> Task instructions: Write out again, unchanged, every line of the items from the one holding "target: station canopy roof" through the last line of the items, both ends included.

> Data rows:

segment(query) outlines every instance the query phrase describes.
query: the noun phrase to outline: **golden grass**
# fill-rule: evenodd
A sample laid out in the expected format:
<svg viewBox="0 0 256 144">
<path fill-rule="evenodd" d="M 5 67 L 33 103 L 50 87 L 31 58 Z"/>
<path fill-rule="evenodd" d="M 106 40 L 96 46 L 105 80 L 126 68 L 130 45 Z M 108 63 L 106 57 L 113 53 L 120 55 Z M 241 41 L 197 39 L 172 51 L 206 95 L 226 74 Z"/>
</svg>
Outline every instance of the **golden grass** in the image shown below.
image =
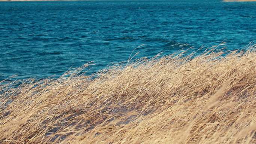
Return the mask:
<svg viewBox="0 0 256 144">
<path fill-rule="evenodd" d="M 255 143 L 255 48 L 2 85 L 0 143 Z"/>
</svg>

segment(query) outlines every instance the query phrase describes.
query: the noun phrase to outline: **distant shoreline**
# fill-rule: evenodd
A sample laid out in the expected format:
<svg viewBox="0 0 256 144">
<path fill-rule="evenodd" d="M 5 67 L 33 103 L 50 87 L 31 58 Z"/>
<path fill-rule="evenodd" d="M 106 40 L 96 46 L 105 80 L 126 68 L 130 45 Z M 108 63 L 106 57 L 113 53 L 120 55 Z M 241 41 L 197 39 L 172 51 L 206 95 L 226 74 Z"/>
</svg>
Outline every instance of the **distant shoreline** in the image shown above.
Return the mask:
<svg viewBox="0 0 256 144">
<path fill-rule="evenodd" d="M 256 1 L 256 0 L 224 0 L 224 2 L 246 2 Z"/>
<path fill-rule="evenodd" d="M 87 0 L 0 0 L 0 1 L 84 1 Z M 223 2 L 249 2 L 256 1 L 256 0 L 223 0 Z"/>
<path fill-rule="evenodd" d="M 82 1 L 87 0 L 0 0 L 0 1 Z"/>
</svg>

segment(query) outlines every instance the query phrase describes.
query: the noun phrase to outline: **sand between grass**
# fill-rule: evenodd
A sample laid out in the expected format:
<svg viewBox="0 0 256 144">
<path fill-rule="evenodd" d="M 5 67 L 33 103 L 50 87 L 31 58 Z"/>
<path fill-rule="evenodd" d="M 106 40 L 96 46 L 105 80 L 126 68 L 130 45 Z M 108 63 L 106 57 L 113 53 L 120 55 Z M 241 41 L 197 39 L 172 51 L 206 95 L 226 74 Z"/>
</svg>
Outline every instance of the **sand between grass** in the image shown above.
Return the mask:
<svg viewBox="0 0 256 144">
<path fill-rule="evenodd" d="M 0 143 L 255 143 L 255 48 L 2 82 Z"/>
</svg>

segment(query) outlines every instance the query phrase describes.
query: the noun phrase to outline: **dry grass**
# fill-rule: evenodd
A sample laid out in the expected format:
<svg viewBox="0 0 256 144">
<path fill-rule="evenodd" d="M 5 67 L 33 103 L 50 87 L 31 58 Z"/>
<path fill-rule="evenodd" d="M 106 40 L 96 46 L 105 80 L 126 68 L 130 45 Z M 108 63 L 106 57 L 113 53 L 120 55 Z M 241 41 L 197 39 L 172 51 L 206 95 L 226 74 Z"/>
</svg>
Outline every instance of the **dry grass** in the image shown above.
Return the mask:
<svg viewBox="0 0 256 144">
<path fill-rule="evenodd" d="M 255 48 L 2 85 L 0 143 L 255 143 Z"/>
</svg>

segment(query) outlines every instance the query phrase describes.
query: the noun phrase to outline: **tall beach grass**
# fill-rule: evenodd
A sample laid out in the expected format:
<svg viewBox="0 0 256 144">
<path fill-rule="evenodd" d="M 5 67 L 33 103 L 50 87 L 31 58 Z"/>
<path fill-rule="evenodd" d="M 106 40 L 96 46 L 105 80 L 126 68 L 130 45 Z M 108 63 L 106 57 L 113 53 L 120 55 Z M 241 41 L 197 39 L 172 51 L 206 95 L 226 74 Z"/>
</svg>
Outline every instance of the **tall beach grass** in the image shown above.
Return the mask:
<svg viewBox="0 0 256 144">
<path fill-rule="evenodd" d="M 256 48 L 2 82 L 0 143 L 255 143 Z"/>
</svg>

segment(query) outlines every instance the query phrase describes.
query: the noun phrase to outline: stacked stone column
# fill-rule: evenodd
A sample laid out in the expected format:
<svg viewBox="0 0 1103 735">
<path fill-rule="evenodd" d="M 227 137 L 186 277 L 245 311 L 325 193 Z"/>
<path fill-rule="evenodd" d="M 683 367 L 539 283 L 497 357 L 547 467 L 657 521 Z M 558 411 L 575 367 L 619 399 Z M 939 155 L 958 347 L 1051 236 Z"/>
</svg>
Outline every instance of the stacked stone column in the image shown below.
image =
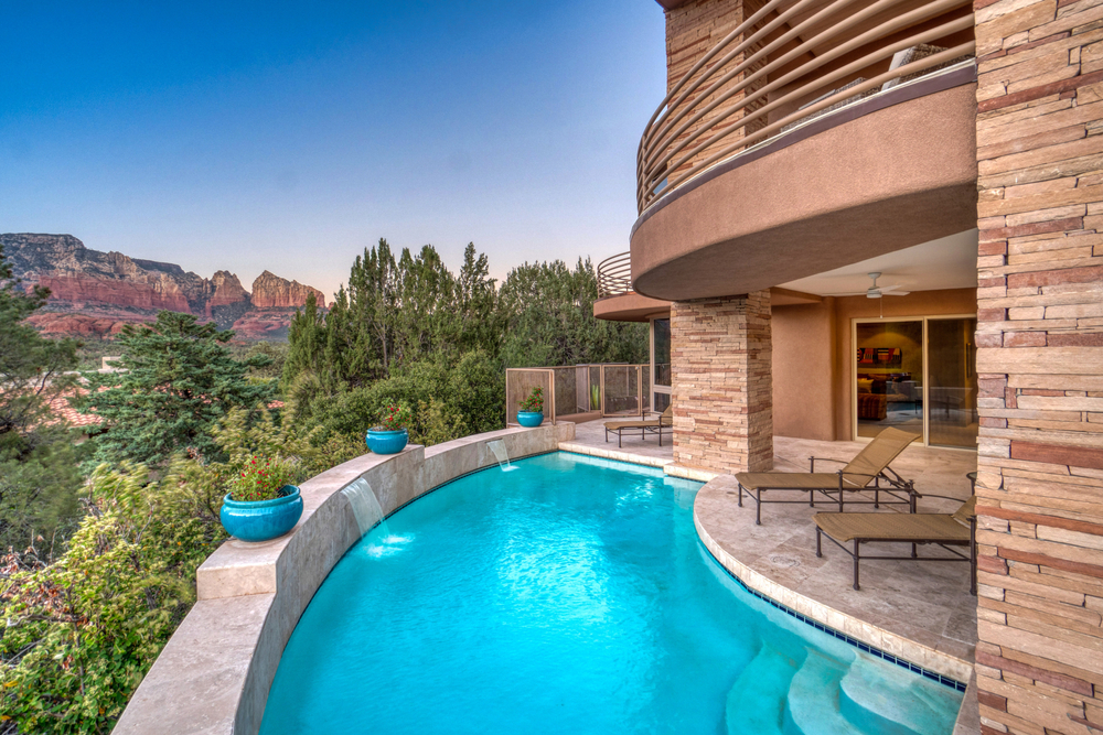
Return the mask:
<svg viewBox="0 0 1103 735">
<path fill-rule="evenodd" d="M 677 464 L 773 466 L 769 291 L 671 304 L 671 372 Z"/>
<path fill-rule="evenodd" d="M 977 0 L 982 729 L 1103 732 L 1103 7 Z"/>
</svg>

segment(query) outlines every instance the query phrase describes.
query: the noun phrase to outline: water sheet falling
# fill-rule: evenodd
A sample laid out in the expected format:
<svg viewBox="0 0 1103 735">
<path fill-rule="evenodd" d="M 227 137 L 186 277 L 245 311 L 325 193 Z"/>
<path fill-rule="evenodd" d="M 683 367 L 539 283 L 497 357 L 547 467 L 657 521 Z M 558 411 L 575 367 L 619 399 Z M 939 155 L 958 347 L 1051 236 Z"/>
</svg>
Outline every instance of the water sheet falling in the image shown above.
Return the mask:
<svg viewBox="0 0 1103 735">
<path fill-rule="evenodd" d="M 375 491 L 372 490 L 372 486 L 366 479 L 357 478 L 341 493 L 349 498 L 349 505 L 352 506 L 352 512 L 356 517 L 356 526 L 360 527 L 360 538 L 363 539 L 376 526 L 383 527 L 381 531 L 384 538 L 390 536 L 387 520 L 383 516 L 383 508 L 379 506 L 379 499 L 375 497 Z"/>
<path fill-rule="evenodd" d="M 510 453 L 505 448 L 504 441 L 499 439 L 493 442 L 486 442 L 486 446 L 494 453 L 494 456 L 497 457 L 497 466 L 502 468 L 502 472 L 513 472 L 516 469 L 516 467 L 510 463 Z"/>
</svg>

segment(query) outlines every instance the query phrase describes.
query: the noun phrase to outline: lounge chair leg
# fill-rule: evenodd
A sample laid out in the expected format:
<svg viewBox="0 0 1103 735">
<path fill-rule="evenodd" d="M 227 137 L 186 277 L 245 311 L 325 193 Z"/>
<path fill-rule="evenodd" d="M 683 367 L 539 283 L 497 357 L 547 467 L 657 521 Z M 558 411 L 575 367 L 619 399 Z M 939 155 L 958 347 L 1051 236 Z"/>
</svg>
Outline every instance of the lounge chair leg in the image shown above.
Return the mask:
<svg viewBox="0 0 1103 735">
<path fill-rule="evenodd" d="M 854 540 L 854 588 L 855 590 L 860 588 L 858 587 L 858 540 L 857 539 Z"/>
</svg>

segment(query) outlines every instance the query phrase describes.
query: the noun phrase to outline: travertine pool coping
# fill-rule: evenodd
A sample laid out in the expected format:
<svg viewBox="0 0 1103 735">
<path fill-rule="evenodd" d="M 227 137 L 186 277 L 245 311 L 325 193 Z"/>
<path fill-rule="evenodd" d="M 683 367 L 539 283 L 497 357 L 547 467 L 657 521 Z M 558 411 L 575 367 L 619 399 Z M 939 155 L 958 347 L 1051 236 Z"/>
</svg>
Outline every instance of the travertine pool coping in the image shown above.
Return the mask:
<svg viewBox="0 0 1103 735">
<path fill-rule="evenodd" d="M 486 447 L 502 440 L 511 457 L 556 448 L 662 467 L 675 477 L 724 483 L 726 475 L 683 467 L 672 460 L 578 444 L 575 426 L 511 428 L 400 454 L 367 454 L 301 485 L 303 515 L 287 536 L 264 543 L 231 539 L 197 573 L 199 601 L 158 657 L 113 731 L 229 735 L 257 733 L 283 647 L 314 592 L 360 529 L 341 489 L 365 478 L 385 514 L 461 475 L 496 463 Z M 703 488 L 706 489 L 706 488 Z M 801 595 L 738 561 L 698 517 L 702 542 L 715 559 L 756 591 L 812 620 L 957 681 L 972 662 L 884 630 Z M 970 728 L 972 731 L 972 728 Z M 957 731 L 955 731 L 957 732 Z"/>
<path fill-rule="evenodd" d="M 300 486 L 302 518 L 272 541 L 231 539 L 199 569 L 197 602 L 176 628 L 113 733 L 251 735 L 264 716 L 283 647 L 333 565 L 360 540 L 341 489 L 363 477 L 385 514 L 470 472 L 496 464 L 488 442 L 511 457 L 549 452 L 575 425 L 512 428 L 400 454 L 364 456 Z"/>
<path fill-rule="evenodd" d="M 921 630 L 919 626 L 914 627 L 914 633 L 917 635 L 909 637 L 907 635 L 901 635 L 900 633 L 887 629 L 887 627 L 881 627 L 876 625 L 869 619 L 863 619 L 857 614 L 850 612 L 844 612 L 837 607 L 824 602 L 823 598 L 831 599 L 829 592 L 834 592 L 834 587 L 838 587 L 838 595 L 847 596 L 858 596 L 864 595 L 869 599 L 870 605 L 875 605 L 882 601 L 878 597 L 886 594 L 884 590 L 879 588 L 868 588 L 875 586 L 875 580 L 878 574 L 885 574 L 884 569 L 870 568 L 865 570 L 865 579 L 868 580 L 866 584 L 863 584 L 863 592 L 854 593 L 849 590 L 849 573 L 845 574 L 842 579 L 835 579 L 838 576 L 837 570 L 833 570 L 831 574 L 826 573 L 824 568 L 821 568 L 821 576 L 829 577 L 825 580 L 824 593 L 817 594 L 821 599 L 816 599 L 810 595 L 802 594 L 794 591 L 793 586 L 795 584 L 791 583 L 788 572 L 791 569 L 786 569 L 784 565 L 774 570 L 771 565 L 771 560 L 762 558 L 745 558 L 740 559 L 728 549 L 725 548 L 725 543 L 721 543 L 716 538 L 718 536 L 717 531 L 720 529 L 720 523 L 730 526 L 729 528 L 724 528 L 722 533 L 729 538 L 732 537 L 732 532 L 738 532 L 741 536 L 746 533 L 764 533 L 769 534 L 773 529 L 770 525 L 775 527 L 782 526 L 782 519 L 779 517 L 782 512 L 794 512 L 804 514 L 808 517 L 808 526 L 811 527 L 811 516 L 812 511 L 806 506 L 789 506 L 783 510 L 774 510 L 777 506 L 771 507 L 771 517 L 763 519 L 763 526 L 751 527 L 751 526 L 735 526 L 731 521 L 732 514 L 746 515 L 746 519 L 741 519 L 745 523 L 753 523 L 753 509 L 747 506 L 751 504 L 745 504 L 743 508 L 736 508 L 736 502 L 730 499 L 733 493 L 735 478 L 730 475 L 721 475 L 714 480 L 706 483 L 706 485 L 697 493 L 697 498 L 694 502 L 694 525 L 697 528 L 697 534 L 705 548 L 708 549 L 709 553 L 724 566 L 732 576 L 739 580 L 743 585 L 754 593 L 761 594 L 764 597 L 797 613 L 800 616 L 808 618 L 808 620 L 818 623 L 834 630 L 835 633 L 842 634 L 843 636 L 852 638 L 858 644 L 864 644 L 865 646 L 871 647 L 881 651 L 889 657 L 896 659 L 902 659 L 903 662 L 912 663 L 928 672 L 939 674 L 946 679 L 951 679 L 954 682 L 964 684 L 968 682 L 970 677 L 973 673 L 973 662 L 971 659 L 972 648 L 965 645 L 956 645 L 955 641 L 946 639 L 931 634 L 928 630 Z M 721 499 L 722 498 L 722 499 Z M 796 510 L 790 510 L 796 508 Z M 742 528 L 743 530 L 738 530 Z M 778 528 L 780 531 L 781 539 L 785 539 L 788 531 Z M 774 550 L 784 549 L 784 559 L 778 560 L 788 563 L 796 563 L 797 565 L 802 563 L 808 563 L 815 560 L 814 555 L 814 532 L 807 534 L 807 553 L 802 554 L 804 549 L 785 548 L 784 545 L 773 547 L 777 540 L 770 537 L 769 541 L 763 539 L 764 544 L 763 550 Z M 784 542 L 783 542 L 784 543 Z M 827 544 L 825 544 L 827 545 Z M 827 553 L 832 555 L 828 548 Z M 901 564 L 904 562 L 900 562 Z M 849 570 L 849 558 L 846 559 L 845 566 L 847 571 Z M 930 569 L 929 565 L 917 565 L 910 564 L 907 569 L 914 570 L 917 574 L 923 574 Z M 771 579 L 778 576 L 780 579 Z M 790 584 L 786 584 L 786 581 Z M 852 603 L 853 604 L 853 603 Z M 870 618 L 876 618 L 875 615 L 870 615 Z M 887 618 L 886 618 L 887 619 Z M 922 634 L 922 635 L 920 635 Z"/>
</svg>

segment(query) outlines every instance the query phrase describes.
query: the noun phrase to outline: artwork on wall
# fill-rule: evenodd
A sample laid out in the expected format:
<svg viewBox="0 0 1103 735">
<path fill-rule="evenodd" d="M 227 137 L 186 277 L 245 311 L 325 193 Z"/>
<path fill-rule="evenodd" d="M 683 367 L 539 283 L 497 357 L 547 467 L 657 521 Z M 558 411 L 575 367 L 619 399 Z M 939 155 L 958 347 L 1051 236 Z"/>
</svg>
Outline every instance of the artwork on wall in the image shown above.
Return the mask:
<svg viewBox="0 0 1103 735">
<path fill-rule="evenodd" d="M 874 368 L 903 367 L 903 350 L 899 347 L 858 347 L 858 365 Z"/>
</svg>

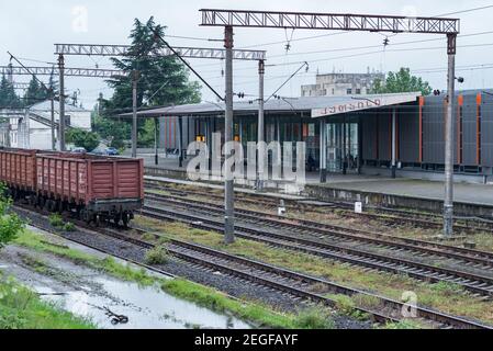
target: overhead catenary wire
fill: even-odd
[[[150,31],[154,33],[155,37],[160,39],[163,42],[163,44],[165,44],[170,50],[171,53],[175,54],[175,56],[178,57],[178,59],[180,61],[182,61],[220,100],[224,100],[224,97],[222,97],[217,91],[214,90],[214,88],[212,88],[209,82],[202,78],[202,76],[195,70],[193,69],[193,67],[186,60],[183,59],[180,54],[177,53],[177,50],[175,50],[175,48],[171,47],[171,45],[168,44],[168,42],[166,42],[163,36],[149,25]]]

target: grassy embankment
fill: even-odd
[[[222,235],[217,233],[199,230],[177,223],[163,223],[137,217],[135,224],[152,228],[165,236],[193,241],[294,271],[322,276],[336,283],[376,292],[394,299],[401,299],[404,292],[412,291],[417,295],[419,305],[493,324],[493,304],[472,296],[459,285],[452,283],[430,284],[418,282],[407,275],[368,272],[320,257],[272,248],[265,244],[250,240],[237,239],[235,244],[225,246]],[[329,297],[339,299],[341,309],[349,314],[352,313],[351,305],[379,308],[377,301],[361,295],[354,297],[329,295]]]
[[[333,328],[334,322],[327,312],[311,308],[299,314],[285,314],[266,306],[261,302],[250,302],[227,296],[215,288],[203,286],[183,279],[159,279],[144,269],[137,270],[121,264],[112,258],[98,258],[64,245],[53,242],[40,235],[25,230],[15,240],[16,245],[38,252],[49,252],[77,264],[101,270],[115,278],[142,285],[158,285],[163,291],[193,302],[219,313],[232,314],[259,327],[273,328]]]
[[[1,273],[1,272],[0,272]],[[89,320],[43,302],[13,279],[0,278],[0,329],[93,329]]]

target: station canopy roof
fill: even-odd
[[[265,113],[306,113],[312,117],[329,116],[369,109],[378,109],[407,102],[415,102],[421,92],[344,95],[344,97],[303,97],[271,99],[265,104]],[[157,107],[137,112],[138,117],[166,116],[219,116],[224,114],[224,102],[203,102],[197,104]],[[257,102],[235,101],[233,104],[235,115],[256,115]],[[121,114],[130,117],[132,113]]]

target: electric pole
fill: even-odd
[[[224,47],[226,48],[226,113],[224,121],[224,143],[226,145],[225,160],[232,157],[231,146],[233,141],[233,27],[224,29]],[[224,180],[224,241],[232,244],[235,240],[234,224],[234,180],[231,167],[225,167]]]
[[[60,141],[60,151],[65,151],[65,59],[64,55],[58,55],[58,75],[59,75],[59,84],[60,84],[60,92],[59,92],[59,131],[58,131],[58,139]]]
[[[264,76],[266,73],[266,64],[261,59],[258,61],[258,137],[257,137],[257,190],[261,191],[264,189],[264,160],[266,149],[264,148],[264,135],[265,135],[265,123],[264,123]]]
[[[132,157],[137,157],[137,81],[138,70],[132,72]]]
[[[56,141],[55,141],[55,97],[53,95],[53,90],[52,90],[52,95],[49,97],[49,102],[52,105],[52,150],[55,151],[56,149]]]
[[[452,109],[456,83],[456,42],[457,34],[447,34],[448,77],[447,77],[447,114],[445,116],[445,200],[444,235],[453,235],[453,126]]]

> Right answer:
target: station canopy roof
fill: even-odd
[[[265,113],[306,113],[312,117],[329,116],[369,109],[378,109],[407,102],[415,102],[421,92],[344,95],[344,97],[303,97],[271,99],[265,104]],[[157,107],[137,112],[138,117],[166,116],[219,116],[224,114],[224,102],[203,102],[197,104]],[[257,102],[235,101],[233,104],[235,115],[256,115]],[[121,114],[130,117],[132,113]]]

target: electric pole
fill: even-odd
[[[224,47],[226,48],[226,113],[224,121],[224,143],[226,145],[225,160],[232,157],[231,146],[233,141],[233,27],[224,29]],[[224,180],[224,241],[232,244],[235,240],[234,224],[234,180],[231,167],[225,167]]]
[[[60,141],[60,151],[65,151],[65,59],[64,55],[58,55],[58,75],[59,75],[59,84],[60,84],[60,92],[59,92],[59,131],[58,131],[58,139]]]
[[[264,76],[266,73],[266,64],[261,59],[258,61],[258,137],[257,137],[257,190],[261,191],[264,189],[264,160],[266,149],[264,148],[264,135],[265,135],[265,123],[264,123]]]
[[[132,157],[137,157],[137,81],[138,70],[132,72]]]
[[[56,141],[55,141],[55,97],[53,95],[53,90],[52,90],[52,95],[49,97],[49,102],[52,105],[52,150],[55,151],[56,149]]]
[[[452,109],[456,83],[456,42],[457,34],[447,34],[448,77],[447,77],[447,114],[445,116],[445,200],[444,235],[453,235],[453,126]]]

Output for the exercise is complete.